━━ Показанный фрагмент ━━

Зато утопии и антиутопии дореволюционной эпохи представлены в книге Б.Ф. Егорова с такой полнотой, что автор имел все основания определить жанр своей работы как “исторический путеводитель”. И, действительно, читателю этой книги предстоит совершить захватывающее путешествие в мире русских утопий, из века в век, от одного из заполняющих ее страницы многочисленных колоритнейших персонажей к другому. Это поистине “исторический путеводитель” в полном смысле слова — русская литературная утопия рассматривается здесь как лишь одно из проявлений (хотя, возможно, и самое яркое) всеохватывающего российского утопизма.
Неизбежно напрашивается сравнение этой книги Б.Ф. Егорова с “Санскритом во льдах…”. Автор последнего, заметим, также не ограничивается лишь русской литературной утопией: предмет исследования В.И. Мильдона еще и “русское утопическое сознание”. При этом советской эпохе отведена львиная доля, почти две трети книги.

━━━

#### Постановка задачи 1
Верните каждую строку записей, в которой встречается слово «mountain»; регистр букв учитывается.
#### Постановка задачи 2
Продолжите фрагмент о книгах, посвящённых русской утопии, начиная сразу после его последнего предложения.
Фрагмент и записи никак не связаны друг с другом.

━━ Сохранённые данные ━━

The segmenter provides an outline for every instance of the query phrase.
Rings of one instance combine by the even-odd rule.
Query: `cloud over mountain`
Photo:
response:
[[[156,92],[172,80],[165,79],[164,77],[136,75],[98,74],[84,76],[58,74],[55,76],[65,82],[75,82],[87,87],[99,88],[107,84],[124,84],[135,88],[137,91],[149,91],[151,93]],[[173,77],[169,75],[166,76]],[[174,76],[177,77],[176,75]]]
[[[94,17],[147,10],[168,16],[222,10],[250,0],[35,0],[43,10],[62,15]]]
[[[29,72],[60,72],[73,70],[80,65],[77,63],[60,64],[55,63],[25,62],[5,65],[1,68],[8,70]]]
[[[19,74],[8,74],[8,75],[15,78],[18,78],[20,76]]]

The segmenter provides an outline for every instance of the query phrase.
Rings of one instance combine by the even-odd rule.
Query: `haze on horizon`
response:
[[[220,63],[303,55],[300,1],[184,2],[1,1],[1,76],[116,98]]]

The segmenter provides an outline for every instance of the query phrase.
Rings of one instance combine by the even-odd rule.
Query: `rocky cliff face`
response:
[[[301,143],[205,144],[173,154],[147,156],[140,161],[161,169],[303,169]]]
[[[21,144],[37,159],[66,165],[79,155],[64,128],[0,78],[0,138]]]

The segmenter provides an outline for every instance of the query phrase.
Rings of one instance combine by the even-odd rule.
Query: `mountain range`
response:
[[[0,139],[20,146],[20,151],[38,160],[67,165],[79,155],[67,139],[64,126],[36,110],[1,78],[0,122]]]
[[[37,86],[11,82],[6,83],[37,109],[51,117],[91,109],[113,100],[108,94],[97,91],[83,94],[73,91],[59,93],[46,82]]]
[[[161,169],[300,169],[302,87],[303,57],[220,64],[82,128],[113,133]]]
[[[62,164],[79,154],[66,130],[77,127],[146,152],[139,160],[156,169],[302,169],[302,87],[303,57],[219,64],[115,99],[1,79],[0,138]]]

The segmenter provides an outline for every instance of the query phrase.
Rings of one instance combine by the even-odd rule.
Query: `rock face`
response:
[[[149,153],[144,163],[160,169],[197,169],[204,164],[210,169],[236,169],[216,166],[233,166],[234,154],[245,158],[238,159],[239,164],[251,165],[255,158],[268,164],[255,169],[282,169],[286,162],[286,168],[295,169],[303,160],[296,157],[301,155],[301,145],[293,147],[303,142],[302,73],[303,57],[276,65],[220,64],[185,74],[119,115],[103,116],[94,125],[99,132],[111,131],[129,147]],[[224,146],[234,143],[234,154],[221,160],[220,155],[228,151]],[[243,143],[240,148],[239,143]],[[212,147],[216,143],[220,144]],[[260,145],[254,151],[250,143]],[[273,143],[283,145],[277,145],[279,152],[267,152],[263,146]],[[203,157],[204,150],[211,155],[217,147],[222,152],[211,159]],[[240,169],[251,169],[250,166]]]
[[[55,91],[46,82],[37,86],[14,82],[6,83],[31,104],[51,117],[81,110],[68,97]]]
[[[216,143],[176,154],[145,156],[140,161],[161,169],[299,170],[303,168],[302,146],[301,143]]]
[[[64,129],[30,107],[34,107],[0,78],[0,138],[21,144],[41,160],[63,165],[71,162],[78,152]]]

━━━
━━ Сохранённые данные ━━

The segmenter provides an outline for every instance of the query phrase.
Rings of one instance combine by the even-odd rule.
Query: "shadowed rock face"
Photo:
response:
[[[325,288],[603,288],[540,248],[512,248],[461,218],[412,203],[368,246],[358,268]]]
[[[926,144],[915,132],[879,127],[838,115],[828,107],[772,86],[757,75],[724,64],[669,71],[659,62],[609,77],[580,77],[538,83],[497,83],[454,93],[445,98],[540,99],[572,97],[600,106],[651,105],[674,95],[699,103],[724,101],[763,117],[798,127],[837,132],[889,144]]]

━━━

#### Письменный ответ 1
Query: `cloud over mountain`
Query: `mountain range`

#### Письменный ответ 2
“Исторический путеводитель” Б.Ф. Егорова отличается тщательным структурированием, уверенной доказательностью авторских положений, умением найти за туманными очертаниями утопий твердую почву фактов. Чего стоит, например, увлекательный рассказ о комете Белы и о том, как ожидание ее столкновения с Землей отразилось в утопиях Ф.В. Булгарина, В.Ф. Одоевского, О.И. Сенковского (с. 146—147, 149, 156—157)! Или не менее занимательная история об организации в 1846 г. тем же Одоевским Общества посещения бедных, которое он с большим энтузиазмом и возглавлял. Общество это снискало широкую известность и популярность в столице, но было вынуждено прекратить свое существование в 1855 г. под давлением николаевской бюрократии: “…так, — комментирует Б.Ф. Егоров это печальное событие, — погибла еще одна утопическая мечта” (с. 168—171).
В книге В.И. Мильдона подобной четкости и доказательности нет. В ней, правда, читатель может обнаружить некоторые любопытные соображения (их отправная точка — классическая работа 1929 г. Карла Мангейма “Идеология и утопия”), представляющие известный интерес наблюдения и замечания по поводу литературных текстов и творчества их авторов.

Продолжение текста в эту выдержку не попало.